**Document:**
########################################

Don’t Blink: Robert Frank (2015). Reviewed by Christian Leus

Don’t Blink: Robert Frank (Laura Israel, 2015)

Don’t Blink: Robert Frank (Laura Israel, 2015)

In Alice Tully Hall, I got my first introduction to Robert Frank – photographer and documentarian, most noted for 1958’s The Americans, a photo book documenting subjects all over the US. Utterly unfamiliar with Frank’s work, I came into Laura Israel’s documentary Don’t Blink: Robert Frank not knowing what I would find.

I was met with a strange, spiky, kaleidoscopic portrait of a strange, spiky, kaleidoscopic artist. Israel, Frank’s longtime friend and editor, intersperses one-on-one interviews with images of his films and photographs. With glimpses of Robert Frank’s decades-spanning work juxtaposed achronologically with modern interviews and Beat-era music, the film creates a wall of time, presenting its black-and-white images as equally and overwhelmingly immediate. And as the film collects more and more fragments of Frank’s oeuvre, this wall of time and space becomes increasingly collaged; the more the audience learns about Frank’s textural, scrappy, abrupt style, the more Israel’s style gains purpose as an homage, a way to represent an artist in the best way that artist knows to represent himself.

But this jumbled collage of words, sounds, and images struggles to find resonance with spectators who don’t have the prescience to recognize its purpose from the outset. With no preconception of Robert Frank’s work, the comradeship between the styles of the film and its subject were oftentimes lost on me, leaving me locked out, a bystander to a conversation I did not have the knowledge to understand, let alone participate in. The film’s narrative focus didn’t help orient me, either; Israel, prepared by over ten years of friendship with the man, paints Frank’s portrait with a fine detail brush, choosing to fill in shading and minutiae rather than the broad strokes of an outline.

Don’t Blink: Robert Frank (Laura Israel, 2015)

Don’t Blink: Robert Frank (Laura Israel, 2015)

########################################

**Task directions:** Rewrite the review from "Don’t Blink: Robert Frank (2015)." up to and including "I would find.", changing "documentarian" to "filmmaker".

########################################

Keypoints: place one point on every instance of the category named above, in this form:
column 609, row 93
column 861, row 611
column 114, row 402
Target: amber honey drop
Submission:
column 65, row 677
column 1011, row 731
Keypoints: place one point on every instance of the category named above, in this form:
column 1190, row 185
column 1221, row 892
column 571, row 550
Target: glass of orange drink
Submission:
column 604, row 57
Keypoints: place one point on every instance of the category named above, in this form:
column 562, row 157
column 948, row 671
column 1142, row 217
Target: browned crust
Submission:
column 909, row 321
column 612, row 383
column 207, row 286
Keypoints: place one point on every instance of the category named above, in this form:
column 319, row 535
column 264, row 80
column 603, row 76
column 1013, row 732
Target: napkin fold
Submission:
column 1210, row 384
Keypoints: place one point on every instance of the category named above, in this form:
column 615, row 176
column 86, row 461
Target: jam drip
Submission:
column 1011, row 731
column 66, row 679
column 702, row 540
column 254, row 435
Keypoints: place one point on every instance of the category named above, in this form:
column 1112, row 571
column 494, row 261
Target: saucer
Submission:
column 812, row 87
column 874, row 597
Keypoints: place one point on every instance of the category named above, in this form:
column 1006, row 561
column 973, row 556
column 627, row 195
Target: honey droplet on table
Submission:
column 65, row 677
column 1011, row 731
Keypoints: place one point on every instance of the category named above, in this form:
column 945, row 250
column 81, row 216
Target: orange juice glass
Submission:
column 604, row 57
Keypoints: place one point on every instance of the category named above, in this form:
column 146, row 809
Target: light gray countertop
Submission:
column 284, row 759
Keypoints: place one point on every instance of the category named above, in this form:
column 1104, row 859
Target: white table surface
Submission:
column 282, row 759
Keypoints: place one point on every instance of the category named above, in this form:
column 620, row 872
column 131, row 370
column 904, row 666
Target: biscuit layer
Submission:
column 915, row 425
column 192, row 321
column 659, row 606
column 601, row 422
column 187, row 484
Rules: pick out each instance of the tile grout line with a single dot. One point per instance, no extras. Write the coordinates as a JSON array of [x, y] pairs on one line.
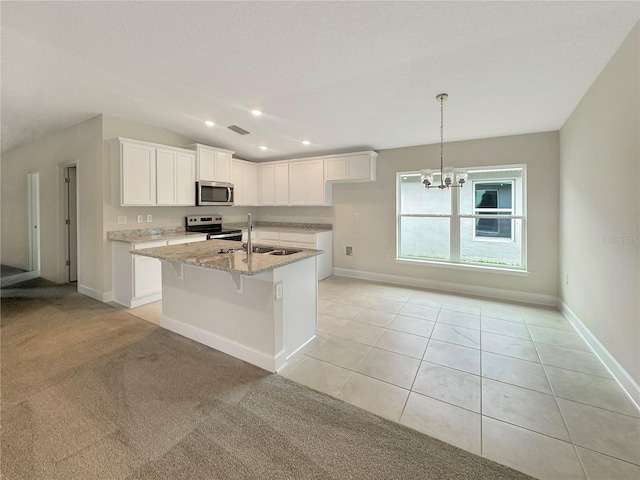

########################################

**The answer:**
Don’t Blink: Robert Frank (2015). Reviewed by Christian Leus

Don’t Blink: Robert Frank (Laura Israel, 2015)

Don’t Blink: Robert Frank (Laura Israel, 2015)

In Alice Tully Hall, I got my first introduction to Robert Frank – photographer and filmmaker, most noted for 1958’s The Americans, a photo book documenting subjects all over the US. Utterly unfamiliar with Frank’s work, I came into Laura Israel’s documentary Don’t Blink: Robert Frank not knowing what I would find.